Beginning at the line that contains "Locate the seat cushion", repeat every line of the listing exactly through the final one.

═══

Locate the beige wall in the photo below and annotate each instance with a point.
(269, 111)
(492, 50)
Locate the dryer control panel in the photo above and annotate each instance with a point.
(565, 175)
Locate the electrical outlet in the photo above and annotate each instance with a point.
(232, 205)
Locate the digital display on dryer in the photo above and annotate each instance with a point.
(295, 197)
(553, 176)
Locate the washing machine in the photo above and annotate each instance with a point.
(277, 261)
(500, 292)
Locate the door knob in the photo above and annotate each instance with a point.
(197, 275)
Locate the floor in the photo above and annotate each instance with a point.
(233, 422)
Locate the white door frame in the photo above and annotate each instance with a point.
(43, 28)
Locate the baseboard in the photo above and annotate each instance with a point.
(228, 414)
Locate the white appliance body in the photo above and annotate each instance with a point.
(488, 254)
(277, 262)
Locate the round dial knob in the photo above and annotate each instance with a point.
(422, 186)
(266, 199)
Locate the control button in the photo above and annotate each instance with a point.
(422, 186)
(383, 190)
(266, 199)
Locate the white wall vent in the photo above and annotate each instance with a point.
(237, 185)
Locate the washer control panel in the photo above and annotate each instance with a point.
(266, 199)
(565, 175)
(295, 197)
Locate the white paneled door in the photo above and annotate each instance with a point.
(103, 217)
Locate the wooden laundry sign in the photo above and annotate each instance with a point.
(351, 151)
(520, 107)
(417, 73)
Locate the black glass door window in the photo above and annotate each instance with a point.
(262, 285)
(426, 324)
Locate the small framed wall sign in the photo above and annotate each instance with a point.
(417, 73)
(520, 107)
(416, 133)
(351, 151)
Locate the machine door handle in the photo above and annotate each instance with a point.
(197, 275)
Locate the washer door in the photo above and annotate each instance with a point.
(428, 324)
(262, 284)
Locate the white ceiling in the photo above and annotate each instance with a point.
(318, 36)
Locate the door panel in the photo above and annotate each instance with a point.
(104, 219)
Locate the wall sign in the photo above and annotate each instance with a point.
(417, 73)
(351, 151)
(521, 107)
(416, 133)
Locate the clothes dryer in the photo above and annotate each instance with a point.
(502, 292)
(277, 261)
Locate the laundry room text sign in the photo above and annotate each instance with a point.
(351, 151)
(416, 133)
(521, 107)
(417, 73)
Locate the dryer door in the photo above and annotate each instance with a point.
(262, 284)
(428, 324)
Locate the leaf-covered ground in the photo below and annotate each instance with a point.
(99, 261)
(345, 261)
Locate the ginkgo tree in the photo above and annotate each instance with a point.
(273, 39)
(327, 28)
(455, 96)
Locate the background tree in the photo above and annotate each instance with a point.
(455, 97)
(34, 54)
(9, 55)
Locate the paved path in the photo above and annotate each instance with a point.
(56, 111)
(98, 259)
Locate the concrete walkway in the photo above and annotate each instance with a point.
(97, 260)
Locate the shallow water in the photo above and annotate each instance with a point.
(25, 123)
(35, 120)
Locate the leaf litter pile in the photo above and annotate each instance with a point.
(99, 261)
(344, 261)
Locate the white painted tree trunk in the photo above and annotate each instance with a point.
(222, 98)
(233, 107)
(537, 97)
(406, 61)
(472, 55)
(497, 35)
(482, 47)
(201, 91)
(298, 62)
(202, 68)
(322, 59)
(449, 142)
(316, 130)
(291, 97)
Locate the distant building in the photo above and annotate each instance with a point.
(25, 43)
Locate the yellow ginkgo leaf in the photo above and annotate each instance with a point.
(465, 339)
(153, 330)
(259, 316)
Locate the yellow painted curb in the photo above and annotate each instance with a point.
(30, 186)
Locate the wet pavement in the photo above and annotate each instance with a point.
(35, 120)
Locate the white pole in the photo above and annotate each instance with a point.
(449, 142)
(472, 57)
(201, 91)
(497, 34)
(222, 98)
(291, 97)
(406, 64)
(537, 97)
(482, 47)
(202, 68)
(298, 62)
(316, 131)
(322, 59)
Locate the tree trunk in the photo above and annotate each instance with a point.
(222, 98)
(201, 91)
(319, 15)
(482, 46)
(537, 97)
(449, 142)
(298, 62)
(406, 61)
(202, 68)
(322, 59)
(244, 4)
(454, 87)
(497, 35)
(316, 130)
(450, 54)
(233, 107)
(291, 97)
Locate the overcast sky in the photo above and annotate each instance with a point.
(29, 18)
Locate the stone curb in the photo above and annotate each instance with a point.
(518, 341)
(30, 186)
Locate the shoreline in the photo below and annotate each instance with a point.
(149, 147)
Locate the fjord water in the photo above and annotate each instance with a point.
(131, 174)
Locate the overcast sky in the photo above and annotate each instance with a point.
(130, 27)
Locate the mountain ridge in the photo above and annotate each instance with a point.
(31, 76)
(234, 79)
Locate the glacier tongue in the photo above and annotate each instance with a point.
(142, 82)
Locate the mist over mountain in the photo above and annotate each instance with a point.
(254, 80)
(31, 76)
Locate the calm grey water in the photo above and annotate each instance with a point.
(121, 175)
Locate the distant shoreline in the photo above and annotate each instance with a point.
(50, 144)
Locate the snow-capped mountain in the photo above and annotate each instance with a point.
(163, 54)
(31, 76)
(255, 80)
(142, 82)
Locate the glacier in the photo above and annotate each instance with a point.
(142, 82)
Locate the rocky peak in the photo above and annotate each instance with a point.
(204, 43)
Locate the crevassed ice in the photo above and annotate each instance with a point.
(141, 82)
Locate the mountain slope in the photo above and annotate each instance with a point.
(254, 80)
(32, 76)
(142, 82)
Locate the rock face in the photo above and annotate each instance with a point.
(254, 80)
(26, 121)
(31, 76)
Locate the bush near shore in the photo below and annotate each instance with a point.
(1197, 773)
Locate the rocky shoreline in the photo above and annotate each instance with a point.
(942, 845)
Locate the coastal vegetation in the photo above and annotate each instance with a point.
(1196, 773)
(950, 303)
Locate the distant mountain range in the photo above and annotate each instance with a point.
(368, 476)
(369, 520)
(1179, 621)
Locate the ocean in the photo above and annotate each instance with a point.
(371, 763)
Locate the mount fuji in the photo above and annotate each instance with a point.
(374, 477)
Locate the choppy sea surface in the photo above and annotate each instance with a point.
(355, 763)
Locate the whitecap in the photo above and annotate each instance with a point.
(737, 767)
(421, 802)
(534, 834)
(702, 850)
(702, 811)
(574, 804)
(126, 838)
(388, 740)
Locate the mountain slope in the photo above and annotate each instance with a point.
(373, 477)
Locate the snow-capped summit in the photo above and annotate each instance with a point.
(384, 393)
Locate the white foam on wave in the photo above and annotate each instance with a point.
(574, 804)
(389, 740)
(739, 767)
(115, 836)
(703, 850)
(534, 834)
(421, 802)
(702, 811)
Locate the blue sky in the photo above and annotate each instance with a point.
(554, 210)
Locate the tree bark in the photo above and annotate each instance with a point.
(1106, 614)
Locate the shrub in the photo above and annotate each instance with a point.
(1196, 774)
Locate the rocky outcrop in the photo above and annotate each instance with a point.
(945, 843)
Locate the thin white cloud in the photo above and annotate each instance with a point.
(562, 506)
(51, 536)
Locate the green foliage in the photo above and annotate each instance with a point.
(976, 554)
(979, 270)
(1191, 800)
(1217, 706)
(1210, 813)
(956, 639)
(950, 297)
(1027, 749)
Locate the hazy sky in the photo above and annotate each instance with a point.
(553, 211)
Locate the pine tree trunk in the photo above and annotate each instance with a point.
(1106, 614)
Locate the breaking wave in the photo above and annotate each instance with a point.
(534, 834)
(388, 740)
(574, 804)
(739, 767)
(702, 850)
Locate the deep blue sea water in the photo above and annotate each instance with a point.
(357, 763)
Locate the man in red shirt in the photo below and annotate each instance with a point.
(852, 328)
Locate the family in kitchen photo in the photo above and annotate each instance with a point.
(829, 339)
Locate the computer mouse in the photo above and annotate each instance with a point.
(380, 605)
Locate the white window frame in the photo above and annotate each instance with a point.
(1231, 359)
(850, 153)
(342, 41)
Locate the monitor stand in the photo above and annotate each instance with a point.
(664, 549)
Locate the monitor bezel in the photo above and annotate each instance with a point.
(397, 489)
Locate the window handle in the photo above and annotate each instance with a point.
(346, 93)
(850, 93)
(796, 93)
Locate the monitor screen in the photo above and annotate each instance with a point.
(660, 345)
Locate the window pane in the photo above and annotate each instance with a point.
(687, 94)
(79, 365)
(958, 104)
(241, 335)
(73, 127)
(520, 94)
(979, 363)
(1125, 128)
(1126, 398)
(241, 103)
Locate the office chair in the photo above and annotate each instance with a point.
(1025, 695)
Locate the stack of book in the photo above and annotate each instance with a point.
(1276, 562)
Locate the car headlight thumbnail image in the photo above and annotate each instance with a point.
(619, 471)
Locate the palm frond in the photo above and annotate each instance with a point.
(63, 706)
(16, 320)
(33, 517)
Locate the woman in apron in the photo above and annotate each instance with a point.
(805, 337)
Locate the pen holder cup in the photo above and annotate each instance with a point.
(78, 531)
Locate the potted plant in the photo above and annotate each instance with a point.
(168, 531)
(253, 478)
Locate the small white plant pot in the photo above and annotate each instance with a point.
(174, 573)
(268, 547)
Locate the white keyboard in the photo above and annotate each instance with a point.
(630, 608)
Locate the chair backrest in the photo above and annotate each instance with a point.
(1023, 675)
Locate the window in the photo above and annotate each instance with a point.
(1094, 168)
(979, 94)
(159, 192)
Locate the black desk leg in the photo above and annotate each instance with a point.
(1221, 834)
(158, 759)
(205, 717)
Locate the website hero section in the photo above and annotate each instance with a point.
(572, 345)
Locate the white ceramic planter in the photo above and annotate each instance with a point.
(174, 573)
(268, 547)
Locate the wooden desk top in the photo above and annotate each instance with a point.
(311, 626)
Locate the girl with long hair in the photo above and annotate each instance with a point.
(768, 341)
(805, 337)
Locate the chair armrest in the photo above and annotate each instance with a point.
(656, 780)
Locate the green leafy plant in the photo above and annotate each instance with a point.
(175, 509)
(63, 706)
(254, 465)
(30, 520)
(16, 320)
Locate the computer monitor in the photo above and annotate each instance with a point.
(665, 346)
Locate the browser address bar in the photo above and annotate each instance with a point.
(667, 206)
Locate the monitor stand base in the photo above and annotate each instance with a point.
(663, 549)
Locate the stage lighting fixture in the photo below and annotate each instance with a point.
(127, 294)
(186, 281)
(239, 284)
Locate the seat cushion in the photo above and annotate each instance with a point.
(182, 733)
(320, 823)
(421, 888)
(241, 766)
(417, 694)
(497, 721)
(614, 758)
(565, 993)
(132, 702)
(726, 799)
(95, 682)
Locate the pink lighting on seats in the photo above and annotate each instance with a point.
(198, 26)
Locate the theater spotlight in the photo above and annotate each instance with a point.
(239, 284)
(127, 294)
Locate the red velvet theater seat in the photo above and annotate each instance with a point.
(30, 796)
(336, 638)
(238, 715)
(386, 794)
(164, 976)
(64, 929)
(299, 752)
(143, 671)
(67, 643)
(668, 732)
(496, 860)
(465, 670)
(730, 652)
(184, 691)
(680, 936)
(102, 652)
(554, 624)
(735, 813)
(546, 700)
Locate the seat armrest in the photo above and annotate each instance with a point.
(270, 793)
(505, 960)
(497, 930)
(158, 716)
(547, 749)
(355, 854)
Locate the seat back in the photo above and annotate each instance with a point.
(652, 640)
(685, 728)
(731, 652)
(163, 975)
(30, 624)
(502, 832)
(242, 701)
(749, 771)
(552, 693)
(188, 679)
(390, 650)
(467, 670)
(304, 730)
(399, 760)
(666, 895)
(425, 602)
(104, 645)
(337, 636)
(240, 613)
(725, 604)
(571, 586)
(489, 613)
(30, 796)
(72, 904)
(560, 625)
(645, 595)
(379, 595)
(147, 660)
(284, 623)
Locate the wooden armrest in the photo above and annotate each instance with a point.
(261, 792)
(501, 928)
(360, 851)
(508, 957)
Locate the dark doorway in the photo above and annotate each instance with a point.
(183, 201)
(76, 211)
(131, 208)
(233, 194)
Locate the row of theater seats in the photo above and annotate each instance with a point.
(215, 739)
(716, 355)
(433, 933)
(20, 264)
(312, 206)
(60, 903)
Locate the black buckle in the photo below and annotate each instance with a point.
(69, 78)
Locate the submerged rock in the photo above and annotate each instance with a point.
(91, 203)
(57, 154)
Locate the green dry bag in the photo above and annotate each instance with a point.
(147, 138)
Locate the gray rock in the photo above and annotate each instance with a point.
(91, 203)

═══

— Output for this exercise —
Locate the seat cushion in the photo above and annotate each instance with a point.
(182, 733)
(320, 823)
(421, 888)
(241, 766)
(417, 694)
(497, 721)
(614, 758)
(565, 993)
(132, 702)
(726, 799)
(95, 682)
Locate the pink lighting on seats in the photo above and annotate each instance with a point.
(198, 26)
Locate the theater spotlight in the photo above and annotate each instance with a point.
(239, 284)
(127, 294)
Locate the red velvet theater seat in the photo above and annotate each instance with a point.
(30, 796)
(336, 638)
(238, 715)
(386, 794)
(164, 976)
(64, 929)
(299, 752)
(143, 671)
(67, 643)
(668, 732)
(496, 860)
(465, 670)
(730, 652)
(184, 691)
(680, 936)
(102, 652)
(554, 624)
(735, 813)
(546, 700)
Locate the seat armrest in the photo above and annotate each instance with a point.
(270, 793)
(505, 960)
(497, 930)
(158, 716)
(547, 749)
(355, 854)
Locate the seat back in the photo above and annotate each instance with a point.
(652, 640)
(685, 728)
(731, 652)
(163, 975)
(30, 624)
(502, 832)
(242, 701)
(749, 771)
(552, 693)
(188, 679)
(390, 650)
(467, 670)
(304, 730)
(399, 760)
(666, 895)
(425, 602)
(104, 645)
(337, 636)
(240, 613)
(725, 604)
(571, 586)
(489, 613)
(30, 796)
(72, 904)
(560, 625)
(645, 595)
(379, 595)
(147, 660)
(284, 623)
Locate the wooden armrest in the photo above and annotate each instance with a point.
(261, 792)
(501, 928)
(360, 851)
(508, 957)
Locate the dark doorway in the photo above and annotate each instance with a point.
(183, 201)
(76, 211)
(131, 208)
(233, 194)
Locate the row of theater seats in the photo above and annotate each instance with a point.
(215, 739)
(716, 355)
(433, 933)
(20, 264)
(312, 206)
(60, 903)
Locate the black buckle in the photo below and annotate each instance with a point.
(69, 78)
Locate the submerged rock in the photo above and annotate each instance with a point.
(91, 203)
(57, 154)
Locate the green dry bag in the photo above and annotate each instance with a point.
(147, 138)
Locate the gray rock in the photo above and annotate each instance with a point.
(91, 203)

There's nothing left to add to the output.